• [Text passage]
=== Begin Enclosure ===

Asians 'more at risk of diabetes than Caucasians'

A diabetic patient undergoing dialysis treatment at Kim Keat Dialysis Centre. One in three Singaporeans will suffer from diabetes sometime in their lives.
A diabetic patient undergoing dialysis treatment at Kim Keat Dialysis Centre. One in three Singaporeans will suffer from diabetes sometime in their lives. ST PHOTO: DESMOND WEE

Asians are genetically more predisposed to diabetes than Caucasians, said Dr Annie Ling, director of policy, research and surveillance at the Health Promotion Board (HPB).

For the same BMI, or body mass index, an Asian has 3 per cent to 4 per cent more fat than a Caucasian.

This is why although only 10.6 per cent of people here are obese, 11.3 per cent are diabetic. In Britain, which has an obesity rate of 25 per cent, only 6.2 per cent of its population are diabetic, said Dr Ling.

=== End Enclosure ===

• [Extracted information]
=== Begin Enclosure ===

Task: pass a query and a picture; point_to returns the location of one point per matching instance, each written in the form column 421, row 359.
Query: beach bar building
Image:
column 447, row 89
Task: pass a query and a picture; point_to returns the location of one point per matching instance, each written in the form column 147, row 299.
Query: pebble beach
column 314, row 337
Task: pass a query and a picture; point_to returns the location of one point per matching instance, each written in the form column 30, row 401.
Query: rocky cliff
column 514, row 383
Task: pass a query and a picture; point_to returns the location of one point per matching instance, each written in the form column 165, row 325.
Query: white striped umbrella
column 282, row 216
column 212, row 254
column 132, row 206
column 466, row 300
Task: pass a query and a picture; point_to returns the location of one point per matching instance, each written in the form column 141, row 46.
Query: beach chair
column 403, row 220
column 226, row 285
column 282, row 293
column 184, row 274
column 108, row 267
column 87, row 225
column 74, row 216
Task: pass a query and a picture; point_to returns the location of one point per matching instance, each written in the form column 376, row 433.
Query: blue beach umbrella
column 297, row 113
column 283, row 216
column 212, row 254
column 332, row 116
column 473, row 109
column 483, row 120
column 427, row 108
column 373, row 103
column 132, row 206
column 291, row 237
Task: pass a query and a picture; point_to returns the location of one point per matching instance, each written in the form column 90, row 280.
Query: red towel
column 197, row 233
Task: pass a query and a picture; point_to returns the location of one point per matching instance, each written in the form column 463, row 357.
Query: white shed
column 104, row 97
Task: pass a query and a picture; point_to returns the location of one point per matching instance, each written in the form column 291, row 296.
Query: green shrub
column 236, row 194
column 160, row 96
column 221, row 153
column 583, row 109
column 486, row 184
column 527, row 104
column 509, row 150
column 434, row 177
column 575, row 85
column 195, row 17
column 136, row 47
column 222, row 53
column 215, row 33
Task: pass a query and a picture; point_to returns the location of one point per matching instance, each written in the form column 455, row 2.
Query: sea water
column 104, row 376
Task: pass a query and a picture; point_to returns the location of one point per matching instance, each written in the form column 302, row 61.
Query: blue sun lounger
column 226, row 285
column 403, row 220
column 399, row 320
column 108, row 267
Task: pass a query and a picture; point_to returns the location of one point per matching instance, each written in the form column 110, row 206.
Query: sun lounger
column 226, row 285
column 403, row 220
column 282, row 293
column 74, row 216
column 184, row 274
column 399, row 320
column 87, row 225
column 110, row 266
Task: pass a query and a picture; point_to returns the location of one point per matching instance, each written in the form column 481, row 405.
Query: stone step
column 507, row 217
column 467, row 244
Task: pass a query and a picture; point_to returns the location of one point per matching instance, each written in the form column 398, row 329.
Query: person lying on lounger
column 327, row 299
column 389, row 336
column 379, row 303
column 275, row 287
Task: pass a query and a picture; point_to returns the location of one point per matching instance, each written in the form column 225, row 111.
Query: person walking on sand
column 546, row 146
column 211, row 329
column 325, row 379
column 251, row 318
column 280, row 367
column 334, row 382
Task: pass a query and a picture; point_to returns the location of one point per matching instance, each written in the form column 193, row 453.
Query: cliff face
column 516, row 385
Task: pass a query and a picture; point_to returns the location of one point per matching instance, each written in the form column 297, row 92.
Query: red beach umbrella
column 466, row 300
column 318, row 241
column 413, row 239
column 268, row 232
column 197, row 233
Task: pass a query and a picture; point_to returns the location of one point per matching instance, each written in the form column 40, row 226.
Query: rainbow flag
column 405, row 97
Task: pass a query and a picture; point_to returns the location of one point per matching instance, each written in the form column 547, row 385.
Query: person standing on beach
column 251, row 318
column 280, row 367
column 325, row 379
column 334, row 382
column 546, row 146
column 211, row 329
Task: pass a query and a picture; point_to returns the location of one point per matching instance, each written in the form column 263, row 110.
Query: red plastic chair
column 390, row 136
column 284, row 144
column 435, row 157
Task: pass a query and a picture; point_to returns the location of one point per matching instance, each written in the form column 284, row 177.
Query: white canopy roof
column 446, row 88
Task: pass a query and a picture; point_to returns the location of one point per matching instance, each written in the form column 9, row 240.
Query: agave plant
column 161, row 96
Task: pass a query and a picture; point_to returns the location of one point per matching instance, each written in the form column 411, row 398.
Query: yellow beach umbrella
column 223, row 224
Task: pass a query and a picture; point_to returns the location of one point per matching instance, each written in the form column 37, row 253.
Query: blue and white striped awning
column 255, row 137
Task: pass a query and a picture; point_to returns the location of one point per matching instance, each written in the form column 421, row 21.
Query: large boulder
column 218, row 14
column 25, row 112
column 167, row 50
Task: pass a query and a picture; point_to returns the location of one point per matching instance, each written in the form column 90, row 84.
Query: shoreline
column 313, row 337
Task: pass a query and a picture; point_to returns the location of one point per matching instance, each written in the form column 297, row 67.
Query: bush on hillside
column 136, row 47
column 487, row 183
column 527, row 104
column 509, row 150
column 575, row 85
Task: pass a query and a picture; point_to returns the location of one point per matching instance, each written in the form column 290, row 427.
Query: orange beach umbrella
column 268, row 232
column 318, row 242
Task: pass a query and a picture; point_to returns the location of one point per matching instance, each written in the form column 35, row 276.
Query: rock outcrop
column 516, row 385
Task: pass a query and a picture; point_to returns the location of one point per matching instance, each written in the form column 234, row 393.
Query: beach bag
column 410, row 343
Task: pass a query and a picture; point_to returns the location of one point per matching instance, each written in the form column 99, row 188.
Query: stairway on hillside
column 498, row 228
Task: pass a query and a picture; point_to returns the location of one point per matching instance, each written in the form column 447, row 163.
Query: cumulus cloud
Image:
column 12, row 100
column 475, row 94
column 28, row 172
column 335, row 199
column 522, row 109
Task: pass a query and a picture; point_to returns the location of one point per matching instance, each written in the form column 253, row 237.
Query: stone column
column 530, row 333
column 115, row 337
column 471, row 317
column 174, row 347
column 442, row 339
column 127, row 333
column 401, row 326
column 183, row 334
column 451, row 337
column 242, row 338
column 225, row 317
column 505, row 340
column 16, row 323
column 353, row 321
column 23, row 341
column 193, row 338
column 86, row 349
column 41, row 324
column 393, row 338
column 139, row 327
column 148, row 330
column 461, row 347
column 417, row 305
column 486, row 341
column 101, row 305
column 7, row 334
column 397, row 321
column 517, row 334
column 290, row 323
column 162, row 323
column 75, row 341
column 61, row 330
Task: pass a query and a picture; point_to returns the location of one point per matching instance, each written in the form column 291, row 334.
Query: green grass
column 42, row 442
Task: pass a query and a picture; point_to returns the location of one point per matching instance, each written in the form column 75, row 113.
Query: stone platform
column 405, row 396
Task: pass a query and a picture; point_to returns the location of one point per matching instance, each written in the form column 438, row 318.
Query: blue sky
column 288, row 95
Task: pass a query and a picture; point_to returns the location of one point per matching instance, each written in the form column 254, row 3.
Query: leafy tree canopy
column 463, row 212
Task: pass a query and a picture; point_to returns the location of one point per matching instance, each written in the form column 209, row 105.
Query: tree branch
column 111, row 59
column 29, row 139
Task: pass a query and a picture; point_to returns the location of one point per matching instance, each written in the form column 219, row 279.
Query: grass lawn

=== End Enclosure ===

• [Exercise objective]
Output everything from "Asians are genetically" down to "said Dr Ling." in the diabetes article, copied word for word. The rows have nothing to do with this task.

• [Result of the task]
Asians are genetically more predisposed to diabetes than Caucasians, said Dr Annie Ling, director of policy, research and surveillance at the Health Promotion Board (HPB).

For the same BMI, or body mass index, an Asian has 3 per cent to 4 per cent more fat than a Caucasian.

This is why although only 10.6 per cent of people here are obese, 11.3 per cent are diabetic. In Britain, which has an obesity rate of 25 per cent, only 6.2 per cent of its population are diabetic, said Dr Ling.